- [MATERIAL FOR THE TASK]:
◇ ◇ ◇ ◇ ◇ ◇ ◇

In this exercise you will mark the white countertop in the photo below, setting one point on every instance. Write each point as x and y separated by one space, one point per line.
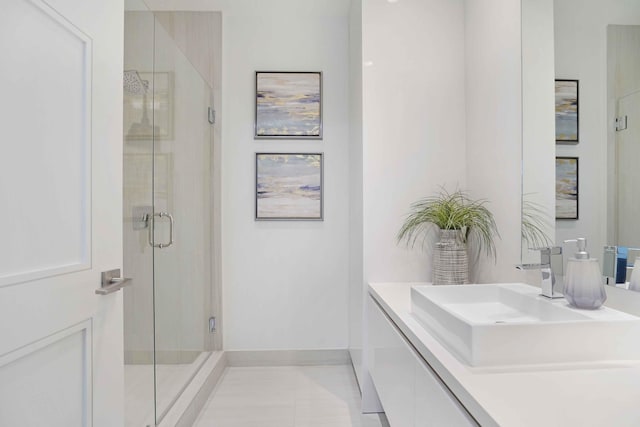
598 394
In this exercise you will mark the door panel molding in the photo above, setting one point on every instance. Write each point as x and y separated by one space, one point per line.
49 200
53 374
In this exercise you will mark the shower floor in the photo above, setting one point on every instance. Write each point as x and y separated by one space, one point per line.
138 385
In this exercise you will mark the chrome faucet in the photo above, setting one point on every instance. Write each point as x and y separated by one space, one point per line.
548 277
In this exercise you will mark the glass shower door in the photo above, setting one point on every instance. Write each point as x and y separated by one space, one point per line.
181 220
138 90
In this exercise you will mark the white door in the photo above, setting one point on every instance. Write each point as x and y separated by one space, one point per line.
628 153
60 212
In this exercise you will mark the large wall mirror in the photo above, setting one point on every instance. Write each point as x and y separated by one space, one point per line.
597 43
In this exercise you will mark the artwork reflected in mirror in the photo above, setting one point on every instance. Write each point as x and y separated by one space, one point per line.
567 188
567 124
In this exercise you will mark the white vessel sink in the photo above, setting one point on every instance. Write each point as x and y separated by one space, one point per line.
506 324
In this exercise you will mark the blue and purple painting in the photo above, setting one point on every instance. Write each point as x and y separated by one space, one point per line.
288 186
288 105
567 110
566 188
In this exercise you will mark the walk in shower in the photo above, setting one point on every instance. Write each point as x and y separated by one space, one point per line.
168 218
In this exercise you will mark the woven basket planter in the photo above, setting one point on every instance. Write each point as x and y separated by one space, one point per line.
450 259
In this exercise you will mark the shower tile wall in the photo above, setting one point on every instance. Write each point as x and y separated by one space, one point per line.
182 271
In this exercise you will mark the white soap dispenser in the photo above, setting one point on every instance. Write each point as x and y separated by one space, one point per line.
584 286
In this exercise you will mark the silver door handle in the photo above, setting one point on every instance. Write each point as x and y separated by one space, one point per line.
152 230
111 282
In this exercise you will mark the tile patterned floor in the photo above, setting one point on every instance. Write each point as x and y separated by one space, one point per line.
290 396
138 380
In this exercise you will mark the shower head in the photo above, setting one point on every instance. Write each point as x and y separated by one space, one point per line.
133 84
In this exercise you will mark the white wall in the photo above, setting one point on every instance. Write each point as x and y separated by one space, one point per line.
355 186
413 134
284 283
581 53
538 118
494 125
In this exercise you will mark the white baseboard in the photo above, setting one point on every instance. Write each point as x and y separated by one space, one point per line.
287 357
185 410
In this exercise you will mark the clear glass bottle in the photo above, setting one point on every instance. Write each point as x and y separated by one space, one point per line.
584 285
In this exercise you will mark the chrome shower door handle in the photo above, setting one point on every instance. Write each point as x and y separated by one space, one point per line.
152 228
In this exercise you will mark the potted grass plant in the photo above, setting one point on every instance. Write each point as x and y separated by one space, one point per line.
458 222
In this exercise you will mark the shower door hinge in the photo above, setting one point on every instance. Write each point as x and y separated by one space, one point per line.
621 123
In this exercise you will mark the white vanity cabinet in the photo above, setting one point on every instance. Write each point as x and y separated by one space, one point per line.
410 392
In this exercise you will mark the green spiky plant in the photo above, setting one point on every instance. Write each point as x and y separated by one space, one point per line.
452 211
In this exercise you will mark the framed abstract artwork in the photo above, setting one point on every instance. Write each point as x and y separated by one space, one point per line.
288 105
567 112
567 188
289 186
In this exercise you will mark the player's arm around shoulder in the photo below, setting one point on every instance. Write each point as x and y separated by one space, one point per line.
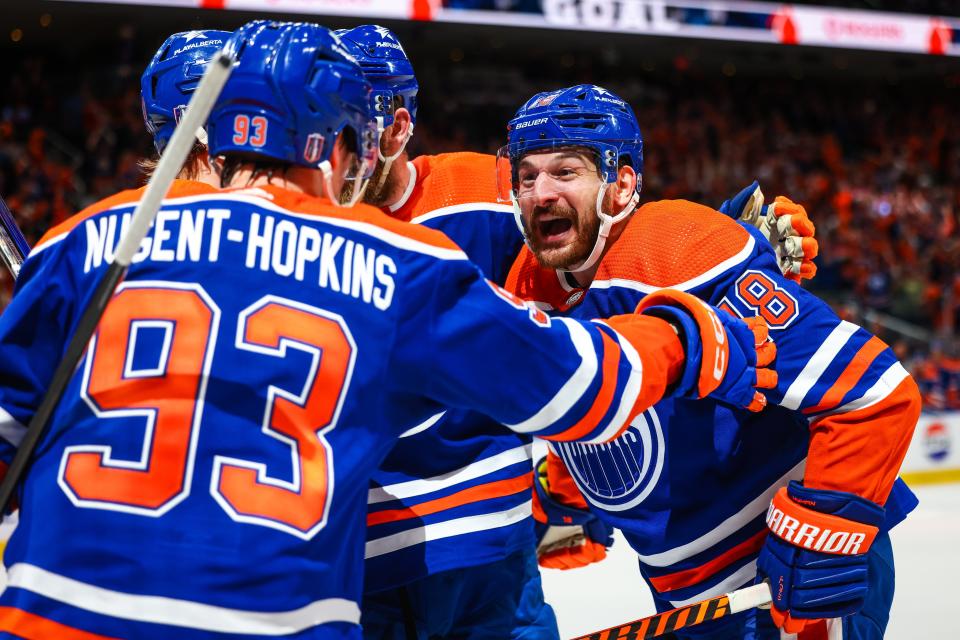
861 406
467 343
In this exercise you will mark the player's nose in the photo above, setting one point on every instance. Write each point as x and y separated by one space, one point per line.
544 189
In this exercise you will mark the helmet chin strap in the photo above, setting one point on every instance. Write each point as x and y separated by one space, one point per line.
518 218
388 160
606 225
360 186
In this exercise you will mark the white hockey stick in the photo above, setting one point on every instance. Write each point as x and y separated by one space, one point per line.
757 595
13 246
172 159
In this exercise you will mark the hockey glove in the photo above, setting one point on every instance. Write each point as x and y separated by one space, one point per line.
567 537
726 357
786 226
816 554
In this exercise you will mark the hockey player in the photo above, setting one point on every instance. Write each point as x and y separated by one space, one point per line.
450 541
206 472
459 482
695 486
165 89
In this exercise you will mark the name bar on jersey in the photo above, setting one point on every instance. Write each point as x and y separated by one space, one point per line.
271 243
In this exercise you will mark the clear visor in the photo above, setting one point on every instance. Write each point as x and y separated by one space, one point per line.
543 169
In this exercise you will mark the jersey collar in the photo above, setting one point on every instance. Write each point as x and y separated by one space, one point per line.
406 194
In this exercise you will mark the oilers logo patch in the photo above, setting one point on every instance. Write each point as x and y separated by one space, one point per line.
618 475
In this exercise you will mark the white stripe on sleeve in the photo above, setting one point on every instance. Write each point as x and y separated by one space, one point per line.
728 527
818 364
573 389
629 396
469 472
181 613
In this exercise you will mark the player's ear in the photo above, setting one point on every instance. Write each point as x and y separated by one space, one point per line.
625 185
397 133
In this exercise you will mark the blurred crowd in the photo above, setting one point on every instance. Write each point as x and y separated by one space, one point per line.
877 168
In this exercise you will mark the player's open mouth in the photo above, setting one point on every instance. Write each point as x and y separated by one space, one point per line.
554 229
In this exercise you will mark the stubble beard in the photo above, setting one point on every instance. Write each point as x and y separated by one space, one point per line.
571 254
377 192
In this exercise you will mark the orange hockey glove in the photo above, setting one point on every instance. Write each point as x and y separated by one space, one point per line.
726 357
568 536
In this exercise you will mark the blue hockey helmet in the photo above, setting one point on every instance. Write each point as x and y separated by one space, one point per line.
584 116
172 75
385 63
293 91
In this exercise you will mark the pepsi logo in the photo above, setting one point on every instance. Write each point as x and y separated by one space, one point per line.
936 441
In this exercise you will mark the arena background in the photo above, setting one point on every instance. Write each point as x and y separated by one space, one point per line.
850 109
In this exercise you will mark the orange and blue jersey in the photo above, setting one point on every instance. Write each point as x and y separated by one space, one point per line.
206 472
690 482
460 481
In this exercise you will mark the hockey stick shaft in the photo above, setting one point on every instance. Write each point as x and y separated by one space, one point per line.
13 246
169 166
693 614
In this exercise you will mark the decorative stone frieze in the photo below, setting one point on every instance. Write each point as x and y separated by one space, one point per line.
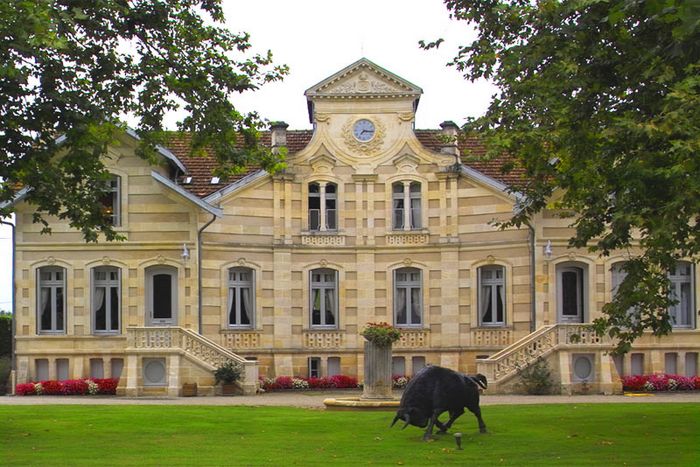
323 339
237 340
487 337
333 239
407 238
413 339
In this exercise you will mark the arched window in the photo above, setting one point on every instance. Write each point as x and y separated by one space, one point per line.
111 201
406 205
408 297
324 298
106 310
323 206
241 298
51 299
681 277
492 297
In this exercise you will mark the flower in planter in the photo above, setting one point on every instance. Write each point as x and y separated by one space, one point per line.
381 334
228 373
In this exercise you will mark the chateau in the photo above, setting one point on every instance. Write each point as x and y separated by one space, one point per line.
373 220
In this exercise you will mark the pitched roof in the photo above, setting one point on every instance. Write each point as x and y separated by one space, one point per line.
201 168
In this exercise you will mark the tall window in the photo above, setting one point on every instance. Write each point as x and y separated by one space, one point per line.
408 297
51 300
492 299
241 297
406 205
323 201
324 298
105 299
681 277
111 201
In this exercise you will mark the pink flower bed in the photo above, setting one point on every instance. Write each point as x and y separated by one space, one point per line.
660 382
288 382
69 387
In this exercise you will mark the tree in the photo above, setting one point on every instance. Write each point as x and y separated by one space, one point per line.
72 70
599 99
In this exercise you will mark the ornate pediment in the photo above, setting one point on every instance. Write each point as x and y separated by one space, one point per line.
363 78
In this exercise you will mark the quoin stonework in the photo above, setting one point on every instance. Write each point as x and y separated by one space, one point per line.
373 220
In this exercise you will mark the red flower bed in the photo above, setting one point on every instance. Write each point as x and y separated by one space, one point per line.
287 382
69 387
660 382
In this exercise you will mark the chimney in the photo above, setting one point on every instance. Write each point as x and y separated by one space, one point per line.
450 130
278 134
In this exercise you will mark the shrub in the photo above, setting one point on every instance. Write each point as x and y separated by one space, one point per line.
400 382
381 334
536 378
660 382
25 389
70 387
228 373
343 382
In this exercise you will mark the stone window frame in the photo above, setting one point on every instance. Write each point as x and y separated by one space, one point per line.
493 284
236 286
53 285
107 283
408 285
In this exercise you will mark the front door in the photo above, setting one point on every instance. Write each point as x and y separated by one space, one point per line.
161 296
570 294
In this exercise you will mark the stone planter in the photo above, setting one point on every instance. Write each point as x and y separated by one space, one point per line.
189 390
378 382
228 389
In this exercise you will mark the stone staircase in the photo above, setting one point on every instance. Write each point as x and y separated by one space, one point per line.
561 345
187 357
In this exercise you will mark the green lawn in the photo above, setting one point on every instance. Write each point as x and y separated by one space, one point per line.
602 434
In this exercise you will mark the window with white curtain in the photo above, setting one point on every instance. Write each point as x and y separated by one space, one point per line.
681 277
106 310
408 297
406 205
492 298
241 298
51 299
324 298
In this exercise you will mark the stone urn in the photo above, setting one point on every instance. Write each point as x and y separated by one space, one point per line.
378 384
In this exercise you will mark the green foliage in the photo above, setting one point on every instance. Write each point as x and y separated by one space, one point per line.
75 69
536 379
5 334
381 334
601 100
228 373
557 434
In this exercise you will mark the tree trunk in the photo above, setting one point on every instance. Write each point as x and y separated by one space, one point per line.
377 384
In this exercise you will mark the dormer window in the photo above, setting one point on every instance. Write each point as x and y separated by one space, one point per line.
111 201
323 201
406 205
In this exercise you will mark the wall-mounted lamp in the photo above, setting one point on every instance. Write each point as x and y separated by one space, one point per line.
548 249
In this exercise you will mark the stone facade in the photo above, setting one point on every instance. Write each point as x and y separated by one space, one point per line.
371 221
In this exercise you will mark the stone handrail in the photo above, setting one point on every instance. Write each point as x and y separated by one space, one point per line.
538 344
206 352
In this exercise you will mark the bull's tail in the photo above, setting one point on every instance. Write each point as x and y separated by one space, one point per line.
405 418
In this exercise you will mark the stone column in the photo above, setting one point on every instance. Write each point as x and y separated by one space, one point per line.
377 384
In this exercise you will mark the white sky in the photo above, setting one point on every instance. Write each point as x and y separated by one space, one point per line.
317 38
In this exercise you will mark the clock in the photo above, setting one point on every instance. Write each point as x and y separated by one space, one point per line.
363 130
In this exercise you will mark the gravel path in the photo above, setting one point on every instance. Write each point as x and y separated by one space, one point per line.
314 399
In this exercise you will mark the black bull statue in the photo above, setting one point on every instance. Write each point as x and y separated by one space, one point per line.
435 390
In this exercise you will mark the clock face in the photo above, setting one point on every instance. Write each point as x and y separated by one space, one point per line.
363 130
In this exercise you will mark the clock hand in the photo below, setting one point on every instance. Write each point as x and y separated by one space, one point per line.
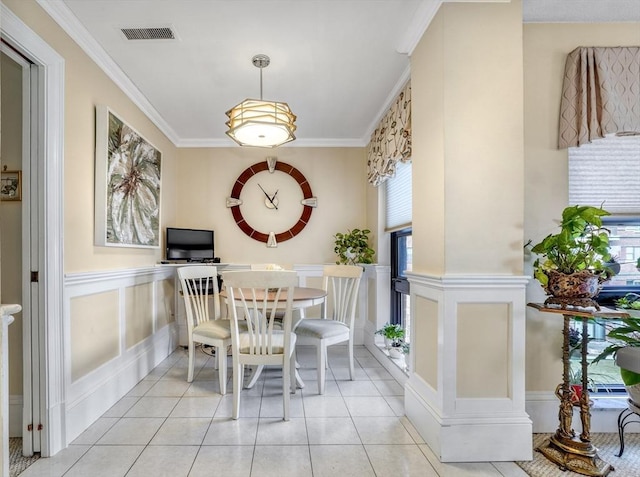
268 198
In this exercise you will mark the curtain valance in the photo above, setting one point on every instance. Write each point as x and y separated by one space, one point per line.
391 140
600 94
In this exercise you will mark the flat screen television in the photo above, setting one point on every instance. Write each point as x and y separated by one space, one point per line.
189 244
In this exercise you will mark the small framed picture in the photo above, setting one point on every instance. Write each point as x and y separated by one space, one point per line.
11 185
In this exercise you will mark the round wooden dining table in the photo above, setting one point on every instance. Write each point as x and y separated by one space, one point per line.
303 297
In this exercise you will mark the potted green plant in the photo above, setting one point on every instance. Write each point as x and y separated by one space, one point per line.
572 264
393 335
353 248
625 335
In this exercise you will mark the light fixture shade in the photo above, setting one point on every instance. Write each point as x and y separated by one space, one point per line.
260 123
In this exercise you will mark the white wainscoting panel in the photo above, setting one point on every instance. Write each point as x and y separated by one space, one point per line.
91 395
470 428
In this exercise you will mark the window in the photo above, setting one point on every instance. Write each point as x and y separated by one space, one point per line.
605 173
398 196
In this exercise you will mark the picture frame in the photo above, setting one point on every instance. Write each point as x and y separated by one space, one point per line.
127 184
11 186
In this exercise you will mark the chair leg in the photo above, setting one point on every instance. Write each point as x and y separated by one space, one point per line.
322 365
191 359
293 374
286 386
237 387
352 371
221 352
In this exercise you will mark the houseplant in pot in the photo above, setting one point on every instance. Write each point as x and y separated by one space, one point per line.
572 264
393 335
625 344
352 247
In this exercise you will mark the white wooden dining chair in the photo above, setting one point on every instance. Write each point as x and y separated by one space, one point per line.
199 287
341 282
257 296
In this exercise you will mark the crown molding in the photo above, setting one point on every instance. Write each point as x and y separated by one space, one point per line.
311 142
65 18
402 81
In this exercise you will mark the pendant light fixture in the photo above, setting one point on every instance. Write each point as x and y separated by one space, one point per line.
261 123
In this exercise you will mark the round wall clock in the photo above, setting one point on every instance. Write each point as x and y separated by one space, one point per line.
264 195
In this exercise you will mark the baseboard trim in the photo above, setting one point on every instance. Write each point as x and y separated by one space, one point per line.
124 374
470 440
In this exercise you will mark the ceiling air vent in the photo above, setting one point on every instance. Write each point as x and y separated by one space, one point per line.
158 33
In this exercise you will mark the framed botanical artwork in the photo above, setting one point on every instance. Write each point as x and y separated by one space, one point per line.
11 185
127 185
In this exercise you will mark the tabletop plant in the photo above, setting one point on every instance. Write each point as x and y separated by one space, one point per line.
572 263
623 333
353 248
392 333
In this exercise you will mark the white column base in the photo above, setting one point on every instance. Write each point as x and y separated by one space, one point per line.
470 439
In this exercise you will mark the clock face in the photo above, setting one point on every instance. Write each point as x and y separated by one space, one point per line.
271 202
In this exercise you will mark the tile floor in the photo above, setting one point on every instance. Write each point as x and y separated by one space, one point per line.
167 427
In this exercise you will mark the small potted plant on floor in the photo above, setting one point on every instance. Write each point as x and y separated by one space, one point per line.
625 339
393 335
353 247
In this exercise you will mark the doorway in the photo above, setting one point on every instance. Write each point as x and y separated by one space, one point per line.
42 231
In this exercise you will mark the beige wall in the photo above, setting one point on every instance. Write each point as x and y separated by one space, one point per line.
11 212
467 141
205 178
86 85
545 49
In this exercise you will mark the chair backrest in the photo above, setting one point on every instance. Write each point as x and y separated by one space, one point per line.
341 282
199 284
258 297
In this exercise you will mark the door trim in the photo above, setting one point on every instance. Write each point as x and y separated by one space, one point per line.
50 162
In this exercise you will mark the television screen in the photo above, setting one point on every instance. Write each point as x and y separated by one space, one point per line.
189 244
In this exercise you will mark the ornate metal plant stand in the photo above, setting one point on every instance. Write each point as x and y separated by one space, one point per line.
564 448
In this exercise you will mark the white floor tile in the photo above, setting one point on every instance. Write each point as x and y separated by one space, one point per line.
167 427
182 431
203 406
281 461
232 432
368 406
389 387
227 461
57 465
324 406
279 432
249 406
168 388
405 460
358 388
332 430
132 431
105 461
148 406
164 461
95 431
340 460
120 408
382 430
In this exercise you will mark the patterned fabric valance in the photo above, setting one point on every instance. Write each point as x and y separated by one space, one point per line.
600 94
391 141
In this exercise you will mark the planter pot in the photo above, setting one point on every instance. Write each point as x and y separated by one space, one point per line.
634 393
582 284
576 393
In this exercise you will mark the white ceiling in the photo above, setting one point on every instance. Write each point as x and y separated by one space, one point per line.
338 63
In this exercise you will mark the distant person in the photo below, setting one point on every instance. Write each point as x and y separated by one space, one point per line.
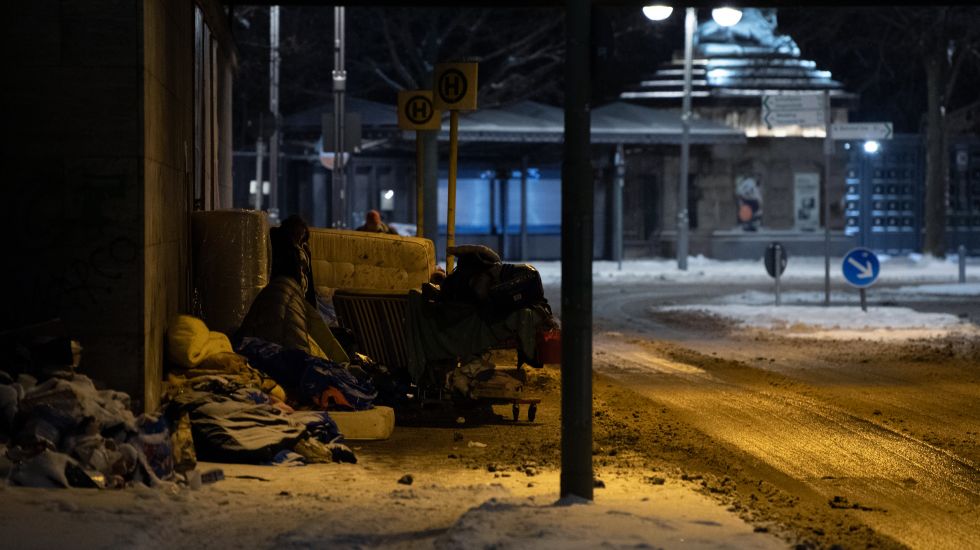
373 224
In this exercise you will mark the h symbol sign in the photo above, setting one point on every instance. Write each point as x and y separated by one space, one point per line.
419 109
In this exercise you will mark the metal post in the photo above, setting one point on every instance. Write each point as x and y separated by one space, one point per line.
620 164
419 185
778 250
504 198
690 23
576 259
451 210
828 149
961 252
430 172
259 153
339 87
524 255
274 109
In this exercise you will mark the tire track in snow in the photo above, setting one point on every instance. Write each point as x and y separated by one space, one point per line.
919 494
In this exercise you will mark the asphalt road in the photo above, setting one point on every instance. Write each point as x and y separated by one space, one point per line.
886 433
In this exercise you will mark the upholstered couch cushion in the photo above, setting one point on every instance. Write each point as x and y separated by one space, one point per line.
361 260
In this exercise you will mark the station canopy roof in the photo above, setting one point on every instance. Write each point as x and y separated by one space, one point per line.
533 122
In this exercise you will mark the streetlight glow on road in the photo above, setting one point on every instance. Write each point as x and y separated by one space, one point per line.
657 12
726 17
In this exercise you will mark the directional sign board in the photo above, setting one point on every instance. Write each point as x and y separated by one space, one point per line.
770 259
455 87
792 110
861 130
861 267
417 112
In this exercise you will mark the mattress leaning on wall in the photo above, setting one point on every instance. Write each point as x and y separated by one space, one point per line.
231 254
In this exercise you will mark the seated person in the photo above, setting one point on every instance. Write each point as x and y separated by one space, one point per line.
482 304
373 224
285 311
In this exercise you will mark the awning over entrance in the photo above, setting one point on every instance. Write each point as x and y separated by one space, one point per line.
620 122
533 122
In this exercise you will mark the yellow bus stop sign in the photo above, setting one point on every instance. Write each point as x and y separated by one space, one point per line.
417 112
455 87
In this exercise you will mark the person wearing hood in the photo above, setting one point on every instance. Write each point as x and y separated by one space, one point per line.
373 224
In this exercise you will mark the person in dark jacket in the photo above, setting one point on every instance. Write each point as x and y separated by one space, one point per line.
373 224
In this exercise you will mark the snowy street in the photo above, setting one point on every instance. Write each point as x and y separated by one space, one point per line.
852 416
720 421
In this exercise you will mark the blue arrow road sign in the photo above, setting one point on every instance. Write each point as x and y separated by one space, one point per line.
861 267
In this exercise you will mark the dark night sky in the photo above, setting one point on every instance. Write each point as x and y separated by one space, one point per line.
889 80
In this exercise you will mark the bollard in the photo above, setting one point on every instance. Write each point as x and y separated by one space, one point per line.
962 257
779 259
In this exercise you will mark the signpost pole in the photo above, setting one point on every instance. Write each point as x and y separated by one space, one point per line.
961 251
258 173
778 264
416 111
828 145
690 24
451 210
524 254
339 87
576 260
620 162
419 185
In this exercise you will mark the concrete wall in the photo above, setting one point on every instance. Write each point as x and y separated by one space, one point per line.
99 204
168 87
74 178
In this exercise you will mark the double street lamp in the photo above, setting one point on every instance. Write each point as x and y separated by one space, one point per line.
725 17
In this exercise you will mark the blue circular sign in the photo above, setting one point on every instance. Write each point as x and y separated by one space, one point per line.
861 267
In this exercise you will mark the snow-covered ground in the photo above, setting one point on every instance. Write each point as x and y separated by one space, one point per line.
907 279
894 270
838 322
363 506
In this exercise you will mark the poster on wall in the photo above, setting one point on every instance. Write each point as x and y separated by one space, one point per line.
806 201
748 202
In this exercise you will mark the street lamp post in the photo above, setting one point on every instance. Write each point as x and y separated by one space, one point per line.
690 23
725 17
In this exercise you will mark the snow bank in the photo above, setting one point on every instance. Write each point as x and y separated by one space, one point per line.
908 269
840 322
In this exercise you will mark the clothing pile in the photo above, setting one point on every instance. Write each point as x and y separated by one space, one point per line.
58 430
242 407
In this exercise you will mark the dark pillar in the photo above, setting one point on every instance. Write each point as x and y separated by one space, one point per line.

◇ ◇ ◇ ◇ ◇ ◇ ◇

- [EXERCISE PROMPT]: Every line from the one containing "In this exercise you will mark the blue circular" through the end of the data must be repeated exactly, and no other line.

- [WORKED ANSWER]:
In this exercise you will mark the blue circular sign in the photo above, setting one point on every instance. Write each point as x and y separated by one space, one point per line.
861 267
In this exercise you will mark the snow-covered ground in the photo above, setting one point on every instance. Write each point as x and y separated by one space, one point per line.
907 279
894 270
838 322
363 506
In this exercise you will mark the poster on wall in the photo above, setting one point on every instance. Write each point as x and y separated by one space, one point per line.
806 201
748 202
In this exercise you will mark the street lamp post in the photo above, setting one point on every instance. Write each point as x and y separated by one space, one point per line.
690 23
725 17
In this exercise you will mark the snow bank in the photo above, setting one point on every instance. Write each point as x and y separated by one space, one point per line.
908 269
840 322
In this exercise you will mark the clothing pile in the photo above, setting one point on every instance. Write each point as x and y separated by one space, one point per line.
58 430
242 407
In this exercise you will mark the dark pillar in the photo above, setting one point on every instance. Write each point as x and y separated by one space, one point per line.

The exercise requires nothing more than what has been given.